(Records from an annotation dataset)

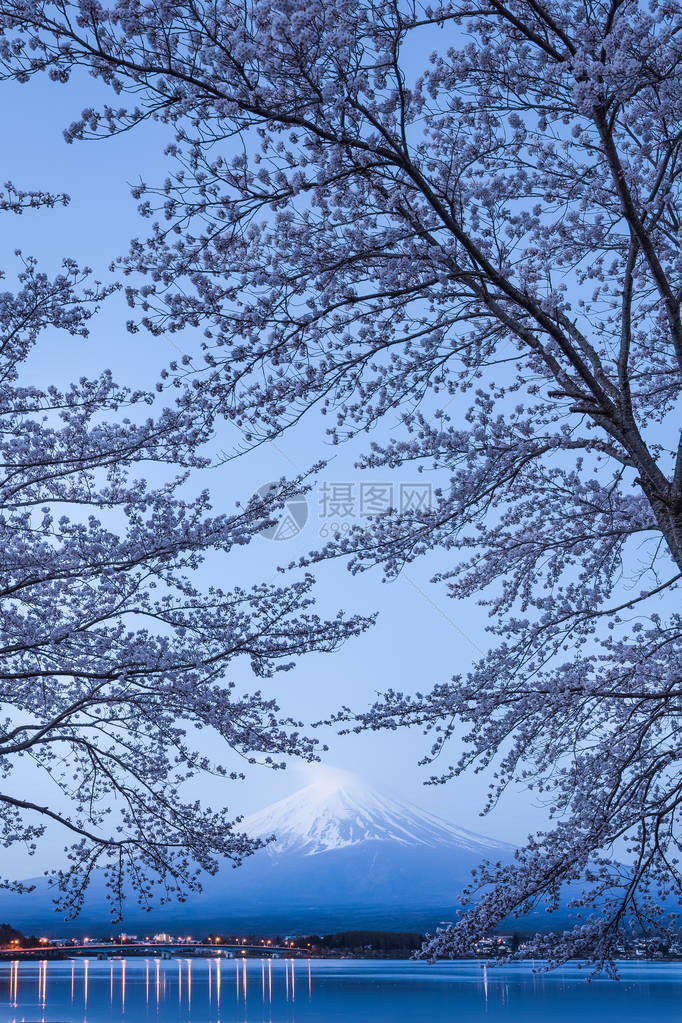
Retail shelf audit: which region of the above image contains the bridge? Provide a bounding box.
[0,941,311,962]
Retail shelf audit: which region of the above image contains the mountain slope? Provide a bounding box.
[0,775,513,933]
[242,775,510,857]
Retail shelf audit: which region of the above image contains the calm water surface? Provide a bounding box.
[0,959,682,1023]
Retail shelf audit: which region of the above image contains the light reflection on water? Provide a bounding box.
[0,958,682,1023]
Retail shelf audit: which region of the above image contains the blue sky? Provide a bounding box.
[0,68,544,873]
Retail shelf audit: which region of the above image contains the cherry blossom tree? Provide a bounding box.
[0,0,682,962]
[0,199,364,919]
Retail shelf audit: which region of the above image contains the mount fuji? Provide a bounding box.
[242,771,511,859]
[0,772,513,933]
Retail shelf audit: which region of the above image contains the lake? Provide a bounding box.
[0,959,682,1023]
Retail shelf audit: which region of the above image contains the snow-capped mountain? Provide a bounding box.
[242,771,509,858]
[0,772,513,934]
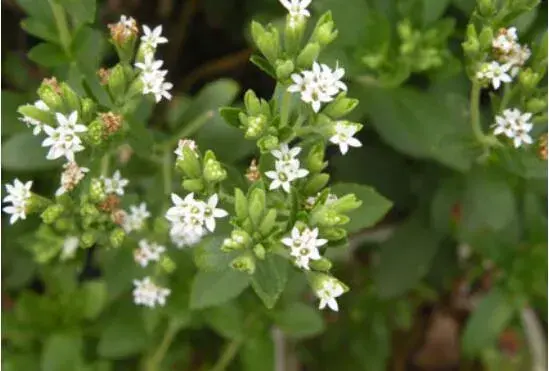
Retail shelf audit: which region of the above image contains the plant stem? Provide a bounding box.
[210,339,242,371]
[48,0,71,57]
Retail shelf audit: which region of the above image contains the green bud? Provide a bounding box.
[204,159,227,183]
[234,188,248,221]
[244,89,261,116]
[176,146,202,179]
[108,64,127,102]
[40,204,65,224]
[309,258,332,272]
[81,98,97,122]
[303,174,330,196]
[479,26,494,50]
[160,254,177,274]
[322,93,358,119]
[257,135,278,153]
[109,228,126,248]
[297,43,320,69]
[248,188,267,226]
[310,12,337,47]
[251,21,280,65]
[231,254,255,275]
[259,209,277,236]
[80,231,97,249]
[90,178,107,203]
[182,179,204,193]
[275,59,294,81]
[253,243,265,260]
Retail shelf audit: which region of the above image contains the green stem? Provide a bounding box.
[210,339,242,371]
[48,0,71,57]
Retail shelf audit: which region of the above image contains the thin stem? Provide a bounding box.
[48,0,71,56]
[210,339,242,371]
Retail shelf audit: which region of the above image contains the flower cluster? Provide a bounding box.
[135,26,173,102]
[3,179,32,224]
[265,143,309,193]
[166,193,228,247]
[493,108,534,148]
[122,202,151,233]
[42,111,88,162]
[133,239,166,268]
[476,27,531,90]
[282,226,328,270]
[288,62,347,112]
[133,277,171,308]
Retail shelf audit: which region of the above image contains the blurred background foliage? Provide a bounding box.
[2,0,547,371]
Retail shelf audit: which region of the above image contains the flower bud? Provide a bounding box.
[182,179,204,193]
[251,21,280,65]
[275,59,294,81]
[257,135,278,153]
[244,89,261,116]
[303,174,330,195]
[309,257,332,272]
[297,43,320,69]
[231,254,255,275]
[253,243,265,260]
[248,188,267,226]
[311,12,337,47]
[109,228,126,248]
[259,209,277,236]
[322,93,358,119]
[40,204,65,224]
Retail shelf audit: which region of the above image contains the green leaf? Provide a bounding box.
[373,217,439,298]
[2,132,62,171]
[204,302,244,339]
[355,86,476,171]
[41,333,83,371]
[274,302,324,339]
[251,254,289,309]
[190,269,250,309]
[331,183,393,233]
[461,288,517,357]
[82,280,107,319]
[28,43,70,67]
[97,297,148,359]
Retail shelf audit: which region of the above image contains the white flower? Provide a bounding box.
[316,279,345,312]
[141,25,168,48]
[102,170,130,196]
[204,194,229,232]
[477,61,512,90]
[282,227,328,270]
[122,202,151,233]
[280,0,311,17]
[133,277,171,308]
[3,179,32,224]
[20,100,50,135]
[60,236,80,260]
[55,162,90,196]
[174,139,198,160]
[134,239,166,268]
[330,121,362,155]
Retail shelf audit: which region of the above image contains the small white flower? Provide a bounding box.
[3,179,32,224]
[330,121,362,155]
[141,25,168,48]
[20,100,50,135]
[60,236,80,260]
[282,227,328,270]
[316,279,345,312]
[280,0,311,17]
[55,162,90,196]
[103,170,130,196]
[134,239,166,268]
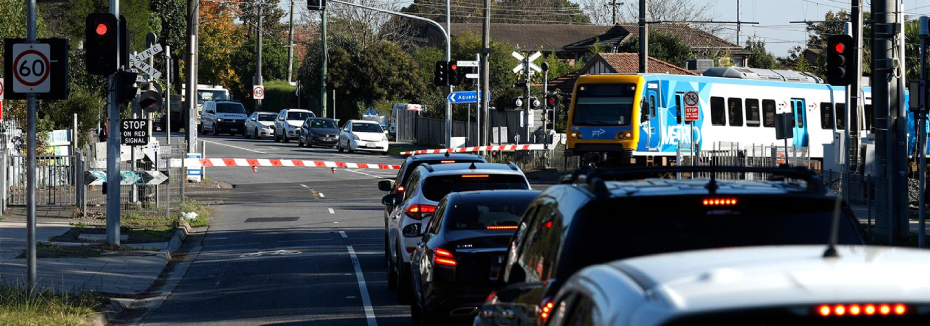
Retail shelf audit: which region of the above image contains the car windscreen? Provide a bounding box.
[216,103,245,114]
[352,123,384,132]
[310,119,336,129]
[443,194,536,230]
[558,195,864,276]
[572,84,636,126]
[287,111,313,121]
[423,174,530,202]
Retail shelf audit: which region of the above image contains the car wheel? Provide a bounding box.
[395,254,410,304]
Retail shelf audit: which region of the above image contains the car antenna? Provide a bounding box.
[704,161,720,195]
[823,194,843,258]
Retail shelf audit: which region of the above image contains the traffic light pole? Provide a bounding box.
[329,0,452,146]
[107,0,122,246]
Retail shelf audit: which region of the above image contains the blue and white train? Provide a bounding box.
[566,68,915,166]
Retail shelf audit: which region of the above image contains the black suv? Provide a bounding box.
[475,167,865,325]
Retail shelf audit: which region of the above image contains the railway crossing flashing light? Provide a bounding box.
[827,35,855,86]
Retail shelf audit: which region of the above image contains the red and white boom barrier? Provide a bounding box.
[400,144,546,155]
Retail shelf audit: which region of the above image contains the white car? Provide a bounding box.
[243,111,278,139]
[336,120,388,155]
[540,245,930,326]
[274,109,316,143]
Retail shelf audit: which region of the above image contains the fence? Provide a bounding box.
[83,143,186,217]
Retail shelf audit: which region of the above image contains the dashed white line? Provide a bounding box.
[346,246,378,326]
[204,140,268,154]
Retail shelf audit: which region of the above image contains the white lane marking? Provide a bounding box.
[346,246,378,326]
[204,140,268,154]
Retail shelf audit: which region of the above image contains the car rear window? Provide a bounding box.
[559,196,864,275]
[423,174,530,202]
[445,195,535,230]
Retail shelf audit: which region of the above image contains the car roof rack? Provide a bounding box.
[560,165,827,194]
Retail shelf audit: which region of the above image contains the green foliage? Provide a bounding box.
[618,30,693,67]
[256,80,297,112]
[746,40,775,69]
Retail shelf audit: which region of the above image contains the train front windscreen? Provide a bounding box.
[572,84,636,126]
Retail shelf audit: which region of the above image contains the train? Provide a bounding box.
[565,67,926,165]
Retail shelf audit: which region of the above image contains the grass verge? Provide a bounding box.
[17,242,158,260]
[0,283,108,326]
[178,198,213,227]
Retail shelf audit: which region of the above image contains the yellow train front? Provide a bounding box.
[565,75,648,165]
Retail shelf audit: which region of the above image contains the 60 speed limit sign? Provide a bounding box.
[12,44,52,93]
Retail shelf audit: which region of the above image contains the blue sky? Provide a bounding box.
[292,0,930,57]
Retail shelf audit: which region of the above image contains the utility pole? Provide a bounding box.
[287,0,300,82]
[872,0,909,244]
[252,0,262,111]
[24,0,37,298]
[186,0,200,156]
[107,0,127,247]
[479,0,491,145]
[639,0,649,74]
[320,7,326,119]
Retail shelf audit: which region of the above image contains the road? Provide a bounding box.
[132,133,409,325]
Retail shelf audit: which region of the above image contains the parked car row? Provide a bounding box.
[379,166,930,325]
[198,101,389,154]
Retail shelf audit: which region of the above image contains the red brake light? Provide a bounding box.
[404,204,436,220]
[96,23,107,36]
[815,303,908,317]
[703,198,736,206]
[539,298,554,323]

[Task instructions]
Repeat all of the records above word for word, leaving out the pictures.

[Answer to the problem]
Retail shelf audit: which region of the above image contains the bridge? Provide a bounding box.
[0,941,311,962]
Retail shelf audit: which region of the above image contains the mountain slope? Provide a bounding box.
[0,775,513,933]
[242,775,510,857]
Retail shelf audit: which region of the above image contains the calm water surface? Provide a bounding box.
[0,959,682,1023]
Retail shelf audit: which region of the above image contains the light reflection on water? Provide a bounding box.
[0,958,682,1023]
Retail shelf audit: which region of the above image contains the blue sky? Provide a bounding box.
[0,68,544,873]
Retail shelf audit: which region of the above image contains the cherry blossom tree? Provide a bounding box.
[0,0,682,962]
[0,199,364,919]
Retail shelf audit: which region of the above image contains the mount fuji? Provide a bounding box.
[242,771,511,859]
[0,772,513,933]
Retail shelf audit: which region of the above image contains the lake? Provide a bounding box.
[0,959,682,1023]
Retail shelf audit: which region of the above image contains the snow-capped mountain? Provide a bounding box.
[242,771,509,858]
[0,772,513,934]
Retail shelf audit: which region of the above image contains the plant stem? Provide a bounding box.
[210,339,242,371]
[48,0,71,57]
Retail shelf audit: which region of the above image contains the green bud? Provide a bounding box.
[204,159,227,183]
[234,188,248,221]
[244,89,261,116]
[176,146,202,179]
[108,64,127,102]
[40,204,65,224]
[309,258,332,272]
[81,98,97,122]
[303,174,330,196]
[479,26,494,50]
[160,254,177,274]
[322,93,358,119]
[257,135,278,153]
[109,228,126,248]
[297,43,320,69]
[248,188,267,226]
[310,12,337,47]
[251,21,280,65]
[231,254,255,275]
[259,209,277,236]
[80,231,97,249]
[90,178,107,203]
[182,179,204,193]
[275,59,294,81]
[253,243,265,260]
Retail shelf audit: which region of the above image contains the green stem? Provide a bounding box.
[210,339,242,371]
[48,0,71,57]
Retail shelf audit: which region of the above image contains the thin stem? Provide a bounding box.
[48,0,71,56]
[210,339,242,371]
Retail shelf audit: which region of the above image contains the flower cluster? Provide a bounding box.
[135,26,173,102]
[3,179,32,224]
[265,143,309,193]
[166,193,228,247]
[493,108,534,148]
[122,202,151,233]
[42,111,88,162]
[133,239,166,268]
[476,27,531,90]
[282,226,328,270]
[288,62,347,112]
[133,277,171,308]
Retail shelf audit: which region of the above image contains the blurred background foliage? Provide a bounding box.
[2,0,547,371]
Retail shelf audit: which region of the above image contains the flower bud? Provide a bounding box.
[182,179,204,193]
[251,21,280,65]
[275,59,294,81]
[257,135,278,153]
[244,89,261,116]
[303,174,330,195]
[309,257,332,272]
[297,43,320,69]
[231,254,255,275]
[253,243,265,260]
[248,188,267,226]
[311,12,337,47]
[109,228,126,248]
[259,209,277,236]
[322,93,358,119]
[40,204,65,224]
Retail shelf audit: which region of the above image contains the green leaf? Provide a bounding box.
[373,217,439,298]
[2,132,62,171]
[204,302,244,339]
[355,86,476,171]
[41,333,83,371]
[274,302,324,339]
[251,254,289,309]
[190,269,250,309]
[331,183,393,233]
[461,288,517,357]
[82,280,107,319]
[28,43,70,67]
[97,297,148,359]
Retail shelf audit: which region of the above image contains the white flower? Provide a bounding box.
[316,279,345,312]
[141,25,168,48]
[102,170,130,196]
[204,194,229,232]
[477,61,512,90]
[282,227,328,270]
[122,202,151,233]
[280,0,311,17]
[133,277,171,308]
[3,179,32,224]
[20,100,50,135]
[60,236,80,260]
[55,162,90,196]
[174,139,198,160]
[134,239,166,268]
[330,121,362,155]
Retail shelf audit: which region of the above image contains the small white flower? Provide a bounding box.
[3,179,32,224]
[330,121,362,155]
[141,25,168,48]
[20,100,50,135]
[60,236,80,260]
[282,227,328,270]
[316,279,345,312]
[280,0,311,17]
[55,162,90,196]
[103,170,130,196]
[134,239,166,268]
Retail shelf audit: which region of the above image contains the car windscreen? Provide a bounding box.
[216,103,245,114]
[352,123,384,132]
[310,119,336,129]
[443,194,536,230]
[558,195,864,276]
[572,84,636,126]
[287,111,313,121]
[423,174,530,202]
Retail shelf audit: which region of the above image contains the car wheel? Provide a bounding box.
[395,254,410,304]
Retail shelf audit: which region of the above image contains the car antenna? Provide a bounding box.
[704,161,720,195]
[823,194,843,258]
Retail shelf audit: which region of the above image contains the traffic light pole? Provide a bounding box.
[329,0,452,146]
[107,0,122,246]
Retail shelf audit: which region of the above image contains the blue and white train? Provide a bounding box.
[566,68,915,166]
Retail shelf audit: which region of the above image contains the black suv? Provide a bounding box.
[475,167,865,325]
Retail shelf audit: which region of the above image contains the railway crossing flashing light? Provide a bounding box.
[827,35,855,86]
Retail shelf audit: which region of the above image contains the red and white boom barrier? Provide a bounding box.
[400,144,546,155]
Retail shelf audit: which region of the above image contains the white car? Provide a bounding box.
[243,111,278,139]
[336,120,388,155]
[540,245,930,326]
[274,109,316,143]
Retail shelf audit: which region of the above image contains the fence? Provide a bounding box.
[83,143,186,217]
Retail shelf audit: which region of the above image contains the dashed white line? Provide a bounding box.
[346,246,378,326]
[204,140,268,154]
Retail shelf audit: which region of the above image contains the white lane marking? Provide a bounding box.
[346,246,378,326]
[204,140,268,154]
Retail shelf audit: which region of the above image contains the car rear window? Provide a bounding box.
[559,196,864,275]
[423,174,530,202]
[445,195,535,230]
Retail shelf audit: which region of the above image contains the car roof rack? Provide a bounding box.
[560,165,827,194]
Retail shelf audit: which region of the above image contains the green foliage? Provide a bounding box.
[618,30,693,67]
[256,80,297,112]
[746,40,775,69]
Retail shelf audit: which region of the above image contains the train front windscreen? Provide a bounding box.
[572,84,636,126]
Retail shelf audit: which region of the above image contains the train? Provide a bounding box.
[565,67,926,165]
Retail shelf audit: which region of the above image contains the grass verge? Provide a bounding box.
[17,242,158,260]
[0,283,108,326]
[178,198,213,227]
Retail shelf audit: which region of the above image contains the yellow train front? Provide a bounding box.
[565,75,648,165]
Retail shelf audit: which region of the above image contains the 60 speed limit sign? Provide a bounding box.
[12,44,52,93]
Retail shelf audit: which region of the above image contains the blue sky? Provide a bounding box.
[292,0,930,57]
Retail shelf audit: which region of the above image contains the utility pole? Provide a bounding box.
[287,0,300,82]
[872,0,909,244]
[252,0,262,111]
[24,0,37,298]
[186,0,200,156]
[107,0,127,247]
[479,0,491,145]
[639,0,649,74]
[320,7,326,119]
Retail shelf audit: which region of the above image contains the road? Provide a bounding box.
[132,133,409,325]
Retail shelf audit: which region of the above image contains the parked car row? Provide a bounding box.
[379,166,930,325]
[198,101,389,154]
Retail shelf audit: which region of the above image contains the red brake light? Provide a bounding box.
[404,204,436,220]
[96,23,107,36]
[815,303,908,317]
[703,198,736,206]
[539,298,554,323]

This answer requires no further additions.